_ASSIGNED TASK:_ The reply should hold every line of the data, unchanged and complete.

Point-per-instance localization data
────────────────

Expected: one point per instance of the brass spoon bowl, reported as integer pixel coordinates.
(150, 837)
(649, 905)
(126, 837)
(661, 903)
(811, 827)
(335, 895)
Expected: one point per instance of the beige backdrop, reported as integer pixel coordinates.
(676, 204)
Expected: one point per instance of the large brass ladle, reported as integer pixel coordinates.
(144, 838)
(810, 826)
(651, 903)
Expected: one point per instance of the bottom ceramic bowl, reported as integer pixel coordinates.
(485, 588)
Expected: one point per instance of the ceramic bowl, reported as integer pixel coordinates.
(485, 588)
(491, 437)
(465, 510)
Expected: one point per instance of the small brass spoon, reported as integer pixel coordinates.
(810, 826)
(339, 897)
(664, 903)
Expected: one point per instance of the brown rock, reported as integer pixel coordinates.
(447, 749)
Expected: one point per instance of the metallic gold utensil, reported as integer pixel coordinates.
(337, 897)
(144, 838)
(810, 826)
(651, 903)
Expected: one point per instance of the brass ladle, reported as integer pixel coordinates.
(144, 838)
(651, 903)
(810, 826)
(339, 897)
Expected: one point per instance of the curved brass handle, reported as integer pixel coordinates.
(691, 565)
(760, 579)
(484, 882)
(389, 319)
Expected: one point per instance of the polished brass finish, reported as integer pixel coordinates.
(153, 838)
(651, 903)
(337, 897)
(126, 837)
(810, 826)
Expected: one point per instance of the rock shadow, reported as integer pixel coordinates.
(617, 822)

────────────────

_EXERCISE SOLUTION:_
Expected: one point per instance of the brass spoon bowl, reported as integer pixel coordinates.
(150, 837)
(649, 905)
(126, 837)
(661, 903)
(811, 827)
(335, 895)
Expected: one point per instance of the beige backdrop, reported as integer pixel coordinates.
(676, 204)
Expected: one point per instance of the large brass ladle, reported as integer pixel coordinates.
(144, 838)
(810, 826)
(651, 903)
Expected: one point per instance of the bottom ceramic bowl, reported as integer pixel coordinates.
(485, 588)
Expected: one point per instance of the ceramic bowl, reported as integer pixel coordinates.
(485, 588)
(491, 437)
(465, 510)
Expected: one point per instance of the small brass spoon, reported as integer pixel coordinates.
(810, 826)
(339, 897)
(664, 903)
Expected: one point per instance of the brown rock, reported as integer pixel coordinates.
(447, 749)
Expected: one point per instance of the metallic gold utensil, reported as integer pixel coordinates.
(337, 897)
(144, 838)
(810, 826)
(651, 903)
Expected: one point per instance of the brass ladle, reported as integer pixel coordinates.
(144, 838)
(651, 903)
(810, 826)
(339, 897)
Expected: one point per instance of the curved brass handle, reported as integer pixel coordinates.
(691, 565)
(760, 579)
(484, 882)
(389, 319)
Expected: one point per instance of the polished brass finish, reported as integer pixel coordinates.
(153, 838)
(651, 903)
(337, 897)
(126, 837)
(810, 826)
Expected: one point per instance of the rock shadow, reported as integer pixel coordinates.
(617, 822)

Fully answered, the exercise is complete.